(Beginning of ENTRIES SHOWN)

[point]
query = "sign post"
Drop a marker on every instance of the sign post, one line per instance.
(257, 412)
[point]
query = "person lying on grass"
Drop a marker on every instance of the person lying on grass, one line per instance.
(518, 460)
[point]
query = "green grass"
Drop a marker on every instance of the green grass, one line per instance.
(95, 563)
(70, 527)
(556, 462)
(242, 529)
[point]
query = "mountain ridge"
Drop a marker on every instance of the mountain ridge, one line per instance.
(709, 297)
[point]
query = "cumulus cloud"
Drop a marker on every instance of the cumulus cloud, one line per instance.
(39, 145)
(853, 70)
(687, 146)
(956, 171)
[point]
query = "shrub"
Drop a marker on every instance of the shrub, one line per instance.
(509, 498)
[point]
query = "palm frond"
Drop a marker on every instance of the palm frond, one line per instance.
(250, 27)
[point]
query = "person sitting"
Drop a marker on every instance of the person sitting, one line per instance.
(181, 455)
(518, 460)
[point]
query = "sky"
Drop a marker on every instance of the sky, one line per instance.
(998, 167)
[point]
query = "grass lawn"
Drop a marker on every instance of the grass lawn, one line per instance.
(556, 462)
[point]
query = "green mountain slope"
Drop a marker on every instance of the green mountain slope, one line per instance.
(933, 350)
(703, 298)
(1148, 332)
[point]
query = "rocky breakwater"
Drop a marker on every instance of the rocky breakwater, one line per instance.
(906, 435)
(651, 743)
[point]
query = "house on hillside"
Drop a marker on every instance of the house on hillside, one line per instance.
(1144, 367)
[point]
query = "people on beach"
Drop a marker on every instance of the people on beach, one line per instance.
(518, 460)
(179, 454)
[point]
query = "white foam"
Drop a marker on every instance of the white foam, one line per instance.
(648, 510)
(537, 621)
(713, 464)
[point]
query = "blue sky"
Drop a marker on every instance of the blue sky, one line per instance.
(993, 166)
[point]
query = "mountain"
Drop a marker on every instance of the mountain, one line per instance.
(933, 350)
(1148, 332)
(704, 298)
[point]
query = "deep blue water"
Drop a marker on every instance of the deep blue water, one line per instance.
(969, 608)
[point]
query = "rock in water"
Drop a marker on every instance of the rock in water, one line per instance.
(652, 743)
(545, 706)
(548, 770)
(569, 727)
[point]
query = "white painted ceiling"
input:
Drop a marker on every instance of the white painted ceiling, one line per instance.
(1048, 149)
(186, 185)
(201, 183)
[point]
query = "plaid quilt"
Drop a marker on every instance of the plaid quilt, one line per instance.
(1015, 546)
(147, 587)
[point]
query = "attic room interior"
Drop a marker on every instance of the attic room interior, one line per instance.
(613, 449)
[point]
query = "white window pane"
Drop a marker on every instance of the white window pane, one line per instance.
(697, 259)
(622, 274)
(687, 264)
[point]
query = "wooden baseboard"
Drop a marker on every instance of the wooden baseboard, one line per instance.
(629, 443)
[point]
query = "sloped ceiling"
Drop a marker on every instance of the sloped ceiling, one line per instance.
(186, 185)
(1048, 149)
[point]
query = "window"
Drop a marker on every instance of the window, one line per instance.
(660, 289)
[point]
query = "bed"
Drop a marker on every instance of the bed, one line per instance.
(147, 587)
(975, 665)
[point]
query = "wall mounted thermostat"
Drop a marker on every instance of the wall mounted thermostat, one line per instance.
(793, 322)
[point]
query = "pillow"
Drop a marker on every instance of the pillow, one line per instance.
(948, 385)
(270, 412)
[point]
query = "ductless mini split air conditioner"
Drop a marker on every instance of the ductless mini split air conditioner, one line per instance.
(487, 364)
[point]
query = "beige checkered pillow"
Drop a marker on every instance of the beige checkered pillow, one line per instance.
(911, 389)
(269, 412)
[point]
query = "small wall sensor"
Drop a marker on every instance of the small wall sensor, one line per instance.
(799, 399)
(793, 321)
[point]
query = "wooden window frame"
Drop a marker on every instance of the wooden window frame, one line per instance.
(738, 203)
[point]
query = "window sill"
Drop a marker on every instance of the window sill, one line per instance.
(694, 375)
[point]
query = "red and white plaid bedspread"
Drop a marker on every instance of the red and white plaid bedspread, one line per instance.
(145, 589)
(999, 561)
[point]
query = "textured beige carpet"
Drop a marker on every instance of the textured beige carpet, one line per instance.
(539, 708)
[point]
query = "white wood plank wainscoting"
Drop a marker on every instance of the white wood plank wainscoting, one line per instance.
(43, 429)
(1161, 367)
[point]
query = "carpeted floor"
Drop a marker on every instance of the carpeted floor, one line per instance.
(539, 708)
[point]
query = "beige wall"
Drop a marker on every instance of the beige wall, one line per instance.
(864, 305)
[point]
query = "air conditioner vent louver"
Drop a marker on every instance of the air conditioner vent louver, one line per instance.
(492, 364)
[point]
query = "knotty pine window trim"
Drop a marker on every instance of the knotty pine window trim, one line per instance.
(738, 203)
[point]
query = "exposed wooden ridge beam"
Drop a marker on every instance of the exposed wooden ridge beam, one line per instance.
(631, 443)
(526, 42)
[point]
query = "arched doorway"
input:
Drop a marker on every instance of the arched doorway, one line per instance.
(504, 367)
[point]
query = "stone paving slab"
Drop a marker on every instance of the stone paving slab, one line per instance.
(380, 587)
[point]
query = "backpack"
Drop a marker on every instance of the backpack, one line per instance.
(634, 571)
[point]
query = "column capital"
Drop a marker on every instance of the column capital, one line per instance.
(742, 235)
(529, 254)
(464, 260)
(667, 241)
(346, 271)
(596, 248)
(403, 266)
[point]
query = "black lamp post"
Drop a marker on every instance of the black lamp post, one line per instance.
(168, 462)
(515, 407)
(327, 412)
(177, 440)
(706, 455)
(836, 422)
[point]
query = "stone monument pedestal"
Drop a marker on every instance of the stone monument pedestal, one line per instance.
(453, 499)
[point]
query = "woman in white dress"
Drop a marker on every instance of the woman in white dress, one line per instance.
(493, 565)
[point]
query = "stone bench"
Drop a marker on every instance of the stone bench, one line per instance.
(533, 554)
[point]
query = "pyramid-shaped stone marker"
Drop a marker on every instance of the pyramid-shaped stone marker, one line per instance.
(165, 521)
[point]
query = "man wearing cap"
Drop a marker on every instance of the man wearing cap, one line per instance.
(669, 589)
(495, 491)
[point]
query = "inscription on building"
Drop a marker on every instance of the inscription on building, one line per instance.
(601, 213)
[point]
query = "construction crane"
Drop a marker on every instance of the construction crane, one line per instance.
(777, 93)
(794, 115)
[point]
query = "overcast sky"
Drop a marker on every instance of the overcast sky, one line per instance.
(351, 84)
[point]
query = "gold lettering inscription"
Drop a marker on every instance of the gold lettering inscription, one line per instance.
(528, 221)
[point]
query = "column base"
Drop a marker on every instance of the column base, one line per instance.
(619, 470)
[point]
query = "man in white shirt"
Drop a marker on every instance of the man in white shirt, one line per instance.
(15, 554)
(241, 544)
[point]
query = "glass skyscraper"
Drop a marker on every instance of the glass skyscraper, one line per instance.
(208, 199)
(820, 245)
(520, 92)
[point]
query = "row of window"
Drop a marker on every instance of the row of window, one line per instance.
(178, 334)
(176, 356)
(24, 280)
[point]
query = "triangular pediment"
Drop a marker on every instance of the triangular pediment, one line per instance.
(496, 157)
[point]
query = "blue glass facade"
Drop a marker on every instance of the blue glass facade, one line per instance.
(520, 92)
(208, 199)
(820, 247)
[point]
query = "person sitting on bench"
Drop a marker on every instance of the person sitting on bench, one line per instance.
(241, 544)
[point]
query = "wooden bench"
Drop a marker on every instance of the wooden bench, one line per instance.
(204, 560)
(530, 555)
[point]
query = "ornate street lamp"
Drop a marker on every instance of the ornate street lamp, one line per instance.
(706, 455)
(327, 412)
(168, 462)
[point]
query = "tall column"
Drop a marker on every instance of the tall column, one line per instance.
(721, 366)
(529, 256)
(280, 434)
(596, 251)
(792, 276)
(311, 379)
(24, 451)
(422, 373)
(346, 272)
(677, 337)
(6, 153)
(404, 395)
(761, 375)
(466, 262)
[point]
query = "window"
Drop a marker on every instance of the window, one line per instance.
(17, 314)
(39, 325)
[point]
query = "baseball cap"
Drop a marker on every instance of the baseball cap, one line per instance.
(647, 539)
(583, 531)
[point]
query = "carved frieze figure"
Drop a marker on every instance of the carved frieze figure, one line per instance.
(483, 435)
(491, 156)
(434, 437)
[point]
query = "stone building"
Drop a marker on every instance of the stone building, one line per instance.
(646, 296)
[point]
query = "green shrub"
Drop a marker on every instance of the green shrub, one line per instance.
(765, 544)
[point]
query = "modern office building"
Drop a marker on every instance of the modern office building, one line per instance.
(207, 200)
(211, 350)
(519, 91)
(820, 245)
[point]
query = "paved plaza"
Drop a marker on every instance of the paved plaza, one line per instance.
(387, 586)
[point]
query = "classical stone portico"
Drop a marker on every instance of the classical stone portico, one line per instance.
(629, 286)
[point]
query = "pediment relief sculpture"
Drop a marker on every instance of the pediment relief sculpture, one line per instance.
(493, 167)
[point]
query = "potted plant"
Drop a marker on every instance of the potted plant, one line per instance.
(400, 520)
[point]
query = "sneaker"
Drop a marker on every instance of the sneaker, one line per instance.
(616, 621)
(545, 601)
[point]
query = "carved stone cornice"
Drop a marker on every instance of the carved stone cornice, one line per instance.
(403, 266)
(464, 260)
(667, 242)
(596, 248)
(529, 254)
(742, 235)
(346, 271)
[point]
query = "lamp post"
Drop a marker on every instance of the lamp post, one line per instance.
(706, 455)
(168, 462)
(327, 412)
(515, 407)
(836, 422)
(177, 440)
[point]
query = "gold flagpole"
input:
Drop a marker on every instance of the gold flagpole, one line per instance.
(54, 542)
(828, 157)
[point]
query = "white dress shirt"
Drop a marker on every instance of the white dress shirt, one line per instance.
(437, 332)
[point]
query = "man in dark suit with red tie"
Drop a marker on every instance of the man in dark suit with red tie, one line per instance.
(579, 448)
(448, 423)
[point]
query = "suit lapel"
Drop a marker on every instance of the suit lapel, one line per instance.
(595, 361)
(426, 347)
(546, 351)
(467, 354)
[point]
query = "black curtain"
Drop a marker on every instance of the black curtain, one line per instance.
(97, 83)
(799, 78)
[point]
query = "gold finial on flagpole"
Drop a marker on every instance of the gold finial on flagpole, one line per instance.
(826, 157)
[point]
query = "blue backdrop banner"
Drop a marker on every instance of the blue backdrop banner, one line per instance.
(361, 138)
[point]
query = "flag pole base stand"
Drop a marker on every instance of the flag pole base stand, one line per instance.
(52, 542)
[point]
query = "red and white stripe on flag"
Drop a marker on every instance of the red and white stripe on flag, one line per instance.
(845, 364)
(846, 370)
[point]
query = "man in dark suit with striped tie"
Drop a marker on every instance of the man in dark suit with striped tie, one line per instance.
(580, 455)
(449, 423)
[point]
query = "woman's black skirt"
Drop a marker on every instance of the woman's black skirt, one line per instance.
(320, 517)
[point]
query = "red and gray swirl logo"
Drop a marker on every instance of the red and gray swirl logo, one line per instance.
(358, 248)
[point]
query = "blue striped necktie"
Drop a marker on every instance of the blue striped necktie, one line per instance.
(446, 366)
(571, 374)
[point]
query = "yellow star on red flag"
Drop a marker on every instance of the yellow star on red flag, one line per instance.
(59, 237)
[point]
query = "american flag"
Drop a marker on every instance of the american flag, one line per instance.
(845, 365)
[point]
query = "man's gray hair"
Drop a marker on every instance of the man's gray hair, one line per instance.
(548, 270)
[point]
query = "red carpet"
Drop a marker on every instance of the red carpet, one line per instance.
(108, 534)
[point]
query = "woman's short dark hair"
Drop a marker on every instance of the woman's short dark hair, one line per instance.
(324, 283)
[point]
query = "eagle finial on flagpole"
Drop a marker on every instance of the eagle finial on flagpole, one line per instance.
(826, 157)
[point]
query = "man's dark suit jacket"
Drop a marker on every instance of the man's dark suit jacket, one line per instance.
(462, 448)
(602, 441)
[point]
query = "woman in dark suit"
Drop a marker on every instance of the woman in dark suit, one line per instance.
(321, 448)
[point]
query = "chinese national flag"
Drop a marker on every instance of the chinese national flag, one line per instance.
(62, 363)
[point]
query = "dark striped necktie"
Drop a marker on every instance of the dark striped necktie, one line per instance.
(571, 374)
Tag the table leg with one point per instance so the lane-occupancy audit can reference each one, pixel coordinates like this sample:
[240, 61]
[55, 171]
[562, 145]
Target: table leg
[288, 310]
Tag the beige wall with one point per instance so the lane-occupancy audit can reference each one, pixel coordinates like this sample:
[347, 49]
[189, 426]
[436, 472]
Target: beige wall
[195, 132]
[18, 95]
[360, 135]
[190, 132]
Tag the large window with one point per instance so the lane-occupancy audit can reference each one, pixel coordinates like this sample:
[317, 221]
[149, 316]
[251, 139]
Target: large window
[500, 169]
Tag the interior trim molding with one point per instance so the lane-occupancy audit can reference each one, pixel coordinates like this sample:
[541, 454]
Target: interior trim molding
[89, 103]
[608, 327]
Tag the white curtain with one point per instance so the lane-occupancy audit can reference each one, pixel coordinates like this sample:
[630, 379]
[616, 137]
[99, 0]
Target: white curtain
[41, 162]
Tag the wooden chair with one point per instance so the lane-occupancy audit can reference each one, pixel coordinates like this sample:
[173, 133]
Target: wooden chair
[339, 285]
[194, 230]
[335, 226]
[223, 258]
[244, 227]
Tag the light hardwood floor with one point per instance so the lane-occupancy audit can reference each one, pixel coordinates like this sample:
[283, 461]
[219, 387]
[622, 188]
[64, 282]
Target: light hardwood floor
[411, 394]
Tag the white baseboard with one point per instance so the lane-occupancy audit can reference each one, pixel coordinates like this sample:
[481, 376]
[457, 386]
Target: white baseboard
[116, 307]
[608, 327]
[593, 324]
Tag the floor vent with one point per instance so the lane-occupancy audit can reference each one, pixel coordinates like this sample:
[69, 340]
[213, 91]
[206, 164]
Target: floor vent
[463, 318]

(End of ENTRIES SHOWN)

EXERCISE INSTRUCTIONS: For the lines from the one containing "Target: light hardwood floor" through the end of the listing above, output each exactly and leave out the rest.

RESPONSE:
Target: light hardwood floor
[411, 394]
Tag the white baseboard with one point per instance so the lane-occupancy audit can reference each one, pixel coordinates like this sample:
[481, 376]
[457, 386]
Target: white baseboard
[116, 307]
[608, 327]
[593, 324]
Tag the floor vent with one point per instance so the lane-occupancy audit can reference each one, pixel coordinates like this sample:
[69, 340]
[213, 91]
[206, 164]
Target: floor vent
[463, 318]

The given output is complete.